• [Assignment]
Check each line of the data below for the word "every", then extract the ones that have it.

(Dataset entries)
* * * * *

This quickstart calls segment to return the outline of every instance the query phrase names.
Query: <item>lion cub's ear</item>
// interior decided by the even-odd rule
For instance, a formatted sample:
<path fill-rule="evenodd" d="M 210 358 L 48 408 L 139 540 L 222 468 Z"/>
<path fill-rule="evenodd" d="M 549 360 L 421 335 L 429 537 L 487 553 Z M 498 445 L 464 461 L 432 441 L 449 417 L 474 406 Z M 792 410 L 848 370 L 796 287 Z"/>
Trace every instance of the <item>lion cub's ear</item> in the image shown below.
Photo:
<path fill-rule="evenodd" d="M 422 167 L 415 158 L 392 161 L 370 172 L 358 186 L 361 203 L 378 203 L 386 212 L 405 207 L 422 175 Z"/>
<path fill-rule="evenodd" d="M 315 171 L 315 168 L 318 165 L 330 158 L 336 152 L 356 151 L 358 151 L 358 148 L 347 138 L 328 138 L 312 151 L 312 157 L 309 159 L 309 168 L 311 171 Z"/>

* * * * *

• [Answer section]
This quickstart calls segment to return the outline of every instance the query phrase names.
Trace every instance of the <item>lion cub's ear</item> in the image shown below.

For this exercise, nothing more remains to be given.